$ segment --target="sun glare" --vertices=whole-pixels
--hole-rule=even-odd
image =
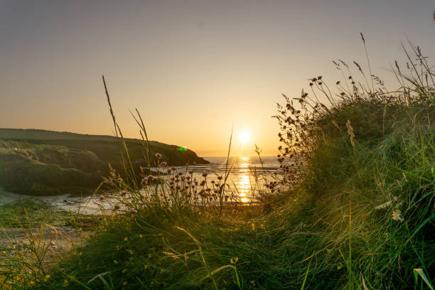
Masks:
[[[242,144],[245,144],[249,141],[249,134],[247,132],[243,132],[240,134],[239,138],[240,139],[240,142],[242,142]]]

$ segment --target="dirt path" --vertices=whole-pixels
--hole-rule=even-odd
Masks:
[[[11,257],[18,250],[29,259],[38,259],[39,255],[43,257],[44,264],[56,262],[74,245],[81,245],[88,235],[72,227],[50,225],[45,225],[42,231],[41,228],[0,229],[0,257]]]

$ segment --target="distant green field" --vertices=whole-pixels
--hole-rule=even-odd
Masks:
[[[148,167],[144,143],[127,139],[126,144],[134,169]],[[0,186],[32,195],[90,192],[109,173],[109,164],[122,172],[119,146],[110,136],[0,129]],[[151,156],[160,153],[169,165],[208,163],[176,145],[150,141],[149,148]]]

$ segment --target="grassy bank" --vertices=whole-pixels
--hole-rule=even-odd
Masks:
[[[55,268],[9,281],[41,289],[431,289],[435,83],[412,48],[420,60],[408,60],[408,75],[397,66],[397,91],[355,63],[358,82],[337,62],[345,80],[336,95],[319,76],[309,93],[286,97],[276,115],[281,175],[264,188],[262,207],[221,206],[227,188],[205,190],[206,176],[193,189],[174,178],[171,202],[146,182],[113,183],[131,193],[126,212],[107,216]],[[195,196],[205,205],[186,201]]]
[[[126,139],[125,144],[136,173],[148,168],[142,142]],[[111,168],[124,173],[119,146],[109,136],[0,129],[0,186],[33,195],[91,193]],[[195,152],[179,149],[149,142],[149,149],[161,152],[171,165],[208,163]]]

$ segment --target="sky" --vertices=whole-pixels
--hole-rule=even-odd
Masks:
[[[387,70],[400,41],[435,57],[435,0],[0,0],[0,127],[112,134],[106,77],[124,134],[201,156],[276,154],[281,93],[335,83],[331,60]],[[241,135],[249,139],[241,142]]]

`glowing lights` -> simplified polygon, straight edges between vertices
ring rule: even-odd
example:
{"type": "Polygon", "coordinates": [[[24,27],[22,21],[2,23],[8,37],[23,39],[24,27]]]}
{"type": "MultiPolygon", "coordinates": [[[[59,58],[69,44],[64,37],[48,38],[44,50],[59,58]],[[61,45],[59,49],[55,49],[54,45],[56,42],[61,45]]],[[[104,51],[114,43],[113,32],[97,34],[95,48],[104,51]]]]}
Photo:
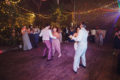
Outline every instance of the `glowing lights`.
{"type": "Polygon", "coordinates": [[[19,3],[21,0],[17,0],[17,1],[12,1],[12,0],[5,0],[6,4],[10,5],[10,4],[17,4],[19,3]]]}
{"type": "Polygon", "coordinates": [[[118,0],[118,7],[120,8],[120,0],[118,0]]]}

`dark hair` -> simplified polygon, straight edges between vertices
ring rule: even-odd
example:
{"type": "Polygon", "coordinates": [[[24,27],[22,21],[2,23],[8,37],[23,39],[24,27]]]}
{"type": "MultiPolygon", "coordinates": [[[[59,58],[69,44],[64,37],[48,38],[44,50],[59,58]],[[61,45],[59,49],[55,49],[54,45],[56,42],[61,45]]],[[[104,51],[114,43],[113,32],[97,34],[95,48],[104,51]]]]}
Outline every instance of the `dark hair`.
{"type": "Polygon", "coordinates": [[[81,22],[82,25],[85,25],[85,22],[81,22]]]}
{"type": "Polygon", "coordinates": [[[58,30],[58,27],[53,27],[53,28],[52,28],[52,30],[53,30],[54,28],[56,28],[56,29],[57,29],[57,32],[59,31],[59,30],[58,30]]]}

⁂

_Set task:_ All the lines above are to be reproduced exactly, except the pictures.

_Written solution:_
$ segment --target="sun glare" --vertices=whole-pixels
--hole-rule=even-odd
image =
Masks:
[[[242,144],[245,144],[249,141],[249,134],[247,132],[243,132],[240,134],[239,138],[240,139],[240,142],[242,142]]]

$ segment --target="dirt path" --vertices=whole-pixels
--hole-rule=even-odd
Masks:
[[[11,257],[18,250],[29,259],[38,259],[39,255],[43,257],[44,264],[56,262],[74,245],[81,245],[88,235],[72,227],[50,225],[45,225],[42,231],[41,228],[0,229],[0,257]]]

$ segment --target="distant green field" --vertices=whole-pixels
--hole-rule=even-odd
Masks:
[[[148,167],[144,143],[127,139],[126,144],[134,169]],[[0,186],[32,195],[90,192],[109,173],[109,164],[122,172],[119,146],[110,136],[0,129]],[[151,156],[160,153],[169,165],[208,163],[176,145],[150,141],[149,148]]]

$ segment --target="grassy bank" --vertices=whole-pixels
--hole-rule=even-odd
Masks:
[[[55,268],[9,281],[41,289],[431,289],[435,83],[412,48],[420,60],[408,60],[408,75],[397,66],[397,91],[355,63],[358,82],[337,62],[345,80],[336,95],[319,76],[309,93],[286,97],[276,115],[281,175],[264,188],[262,207],[221,206],[227,188],[205,190],[206,176],[193,189],[174,178],[171,202],[146,182],[113,183],[131,193],[126,212],[107,216]],[[195,196],[205,205],[186,201]]]
[[[126,139],[125,144],[136,173],[148,168],[142,142]],[[111,168],[124,173],[119,146],[109,136],[0,129],[0,186],[33,195],[91,193]],[[195,152],[179,149],[149,142],[149,149],[161,152],[171,165],[208,163]]]

$ segment --target="sky" --vertices=whole-pixels
--hole-rule=even-odd
Masks:
[[[387,70],[400,41],[435,57],[435,0],[0,0],[0,127],[112,134],[106,77],[124,134],[201,156],[276,154],[281,93],[335,83],[331,60]],[[241,135],[249,139],[241,142]]]

`glowing lights` -> simplified polygon, straight edges between vertices
ring rule: even-odd
example:
{"type": "Polygon", "coordinates": [[[24,27],[22,21],[2,23],[8,37],[23,39],[24,27]]]}
{"type": "MultiPolygon", "coordinates": [[[[59,58],[69,44],[64,37],[48,38],[44,50],[59,58]],[[61,45],[59,49],[55,49],[54,45],[56,42],[61,45]]],[[[104,51],[114,43],[113,32],[97,34],[95,48],[104,51]]]]}
Photo:
Outline every instance of the `glowing lights`.
{"type": "Polygon", "coordinates": [[[19,3],[21,0],[17,0],[17,1],[12,1],[12,0],[5,0],[6,4],[10,5],[10,4],[17,4],[19,3]]]}
{"type": "Polygon", "coordinates": [[[118,0],[118,7],[120,8],[120,0],[118,0]]]}

`dark hair` -> simplified polygon, straight edges between vertices
ring rule: even-odd
example:
{"type": "Polygon", "coordinates": [[[24,27],[22,21],[2,23],[8,37],[23,39],[24,27]]]}
{"type": "MultiPolygon", "coordinates": [[[[59,58],[69,44],[64,37],[48,38],[44,50],[59,58]],[[61,45],[59,49],[55,49],[54,45],[56,42],[61,45]]],[[[104,51],[114,43],[113,32],[97,34],[95,48],[104,51]]]]}
Outline every instance of the `dark hair`.
{"type": "Polygon", "coordinates": [[[81,22],[82,25],[85,25],[85,22],[81,22]]]}
{"type": "Polygon", "coordinates": [[[58,30],[58,27],[53,27],[53,28],[52,28],[52,30],[53,30],[54,28],[56,28],[56,29],[57,29],[57,32],[59,31],[59,30],[58,30]]]}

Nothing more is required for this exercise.